→ **Exercise prompt**: Your task is to print every entry below exactly as given.

[Entries taken from a collection]
■ ■ ■ ■

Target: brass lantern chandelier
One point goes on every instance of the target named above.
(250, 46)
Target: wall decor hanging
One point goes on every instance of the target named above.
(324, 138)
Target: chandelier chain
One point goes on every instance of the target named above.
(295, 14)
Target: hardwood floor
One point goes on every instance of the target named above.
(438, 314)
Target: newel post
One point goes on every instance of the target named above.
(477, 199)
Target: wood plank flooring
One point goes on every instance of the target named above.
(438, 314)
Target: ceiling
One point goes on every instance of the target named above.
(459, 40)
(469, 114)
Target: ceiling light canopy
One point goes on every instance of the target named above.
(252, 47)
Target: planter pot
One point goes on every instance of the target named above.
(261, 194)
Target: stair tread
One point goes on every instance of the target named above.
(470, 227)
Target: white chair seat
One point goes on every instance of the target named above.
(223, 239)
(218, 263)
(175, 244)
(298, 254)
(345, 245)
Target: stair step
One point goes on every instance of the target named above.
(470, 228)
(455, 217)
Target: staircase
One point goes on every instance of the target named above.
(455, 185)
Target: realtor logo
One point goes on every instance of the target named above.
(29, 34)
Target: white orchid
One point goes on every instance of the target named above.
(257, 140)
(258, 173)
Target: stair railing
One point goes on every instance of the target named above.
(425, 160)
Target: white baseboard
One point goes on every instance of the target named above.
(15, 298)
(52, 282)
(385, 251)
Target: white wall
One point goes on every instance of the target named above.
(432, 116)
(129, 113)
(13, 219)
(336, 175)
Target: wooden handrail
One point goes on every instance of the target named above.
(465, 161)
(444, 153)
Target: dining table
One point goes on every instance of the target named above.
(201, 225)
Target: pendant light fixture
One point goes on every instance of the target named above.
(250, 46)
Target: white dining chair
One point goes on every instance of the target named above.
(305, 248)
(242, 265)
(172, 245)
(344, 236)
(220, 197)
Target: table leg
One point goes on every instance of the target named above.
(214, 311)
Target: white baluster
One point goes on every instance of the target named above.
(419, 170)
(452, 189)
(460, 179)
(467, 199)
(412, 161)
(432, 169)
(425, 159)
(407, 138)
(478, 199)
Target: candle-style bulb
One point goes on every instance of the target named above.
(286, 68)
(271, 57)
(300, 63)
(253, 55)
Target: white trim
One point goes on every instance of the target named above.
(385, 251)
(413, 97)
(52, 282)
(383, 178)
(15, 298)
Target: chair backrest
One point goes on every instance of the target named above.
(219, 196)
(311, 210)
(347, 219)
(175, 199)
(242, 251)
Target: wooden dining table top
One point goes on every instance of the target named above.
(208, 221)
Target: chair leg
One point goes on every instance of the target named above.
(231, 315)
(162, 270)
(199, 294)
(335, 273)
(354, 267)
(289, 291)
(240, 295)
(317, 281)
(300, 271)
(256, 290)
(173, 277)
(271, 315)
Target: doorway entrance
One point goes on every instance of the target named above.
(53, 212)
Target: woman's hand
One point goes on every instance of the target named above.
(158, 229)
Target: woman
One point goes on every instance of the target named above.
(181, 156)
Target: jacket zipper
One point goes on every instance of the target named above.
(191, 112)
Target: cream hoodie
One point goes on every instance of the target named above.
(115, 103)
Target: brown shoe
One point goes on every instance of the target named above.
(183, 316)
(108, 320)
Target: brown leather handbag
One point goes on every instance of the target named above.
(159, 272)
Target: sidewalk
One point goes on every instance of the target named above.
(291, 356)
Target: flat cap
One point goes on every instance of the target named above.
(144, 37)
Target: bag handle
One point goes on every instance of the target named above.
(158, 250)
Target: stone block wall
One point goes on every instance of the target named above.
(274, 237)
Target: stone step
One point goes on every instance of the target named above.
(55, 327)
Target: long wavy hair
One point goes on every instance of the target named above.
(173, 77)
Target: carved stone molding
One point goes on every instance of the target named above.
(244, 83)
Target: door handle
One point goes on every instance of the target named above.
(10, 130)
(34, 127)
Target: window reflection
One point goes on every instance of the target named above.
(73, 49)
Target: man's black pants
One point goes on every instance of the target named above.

■ ■ ■ ■

→ **Full response**:
Target: brass lantern chandelier
One point goes on every instance of the target named above.
(250, 46)
Target: wall decor hanging
One point goes on every instance of the target named above.
(324, 138)
Target: chandelier chain
One point goes on every instance of the target named above.
(295, 14)
Target: hardwood floor
One point goes on every instance of the target named above.
(438, 314)
Target: newel post
One point goes on every instance of the target named above.
(477, 199)
Target: wood plank flooring
One point goes on every instance of the target named above.
(438, 314)
Target: ceiling
One point goes on every instance of the target named above.
(459, 40)
(469, 114)
Target: ceiling light canopy
One point goes on every instance of the target named above.
(252, 47)
Target: planter pot
One point goes on every instance of the target named above.
(261, 194)
Target: stair tread
One point goes on every instance of the target named above.
(470, 227)
Target: white chair seat
One point goes on every instance of the target named above.
(223, 239)
(218, 263)
(175, 244)
(298, 254)
(345, 245)
Target: stair step
One point goes on every instance of the target named above.
(470, 228)
(455, 217)
Target: staircase
One point goes on every instance of the target named above.
(455, 185)
Target: realtor logo
One point goes on every instance of the target named above.
(29, 34)
Target: white orchid
One point goes on every instance of the target named above.
(257, 140)
(258, 173)
Target: stair railing
One point goes on every instance of the target named above.
(425, 160)
Target: white baseboard
One point goes on every instance of the target named above.
(15, 298)
(52, 282)
(385, 251)
Target: white wall
One point goes on every instance of the target named above.
(432, 116)
(129, 113)
(13, 219)
(336, 175)
Target: wooden handrail
One point goes on every instance of the target named above.
(465, 161)
(444, 153)
Target: dining table
One point goes on every instance of the target named above.
(201, 225)
Target: pendant light fixture
One point goes on every instance of the target named above.
(250, 46)
Target: white dining chair
One point goes on every instance of the target named above.
(305, 248)
(242, 265)
(172, 245)
(344, 236)
(220, 197)
Target: table leg
One point goes on every instance of the target named above.
(214, 311)
Target: white baluster
One point goes on every instance of the target named above.
(419, 170)
(452, 189)
(460, 179)
(467, 199)
(412, 161)
(432, 169)
(425, 159)
(407, 138)
(478, 199)
Target: candle-style bulb
One point goes on every instance of the target named above.
(286, 68)
(271, 57)
(300, 63)
(253, 55)
Target: white trim
One point goes on every instance of the target named above.
(385, 251)
(413, 97)
(52, 282)
(383, 178)
(15, 298)
Target: chair backrest
One point goes on every instance of the target named above.
(219, 196)
(311, 210)
(347, 219)
(175, 199)
(242, 251)
Target: wooden dining table top
One point goes on every instance of the target named above.
(208, 221)
Target: chair leg
One point goes on every instance of the target named above.
(231, 315)
(162, 270)
(199, 294)
(335, 273)
(354, 267)
(289, 291)
(240, 295)
(317, 281)
(300, 271)
(256, 290)
(173, 277)
(271, 315)
Target: doorway entrance
One point goes on every instance of the target named above.
(53, 212)
Target: woman's hand
One point goes on every instance of the target named above.
(158, 229)
Target: woman
One point goes on every instance of the target named above.
(181, 156)
Target: jacket zipper
One point goes on every instance of the target named above.
(191, 112)
Target: cream hoodie
One point goes on every instance of the target named above.
(115, 103)
Target: brown shoe
One point goes on every instance of the target named above.
(183, 316)
(108, 320)
Target: brown leather handbag
One point goes on every instance of the target named above.
(159, 272)
Target: sidewalk
One point goes on every instance of the target named above.
(291, 356)
Target: flat cap
One point goes on every instance of the target named above.
(144, 37)
Target: bag handle
One point goes on every instance of the target named above.
(158, 250)
Target: stone block wall
One point goes on every instance of the target named above.
(274, 237)
Target: stone step
One point goes on every instance of the target named above.
(55, 327)
Target: long wavy hair
One point goes on every instance of the target named above.
(173, 77)
Target: carved stone molding
One point goes on every instance of the target named above.
(244, 83)
Target: door handle
One point goes on every instance of the target named above.
(10, 130)
(34, 127)
Target: window reflection
One point goes on every instance of the target named above.
(73, 49)
Target: man's black pants
One point goes on every instance of the target named above.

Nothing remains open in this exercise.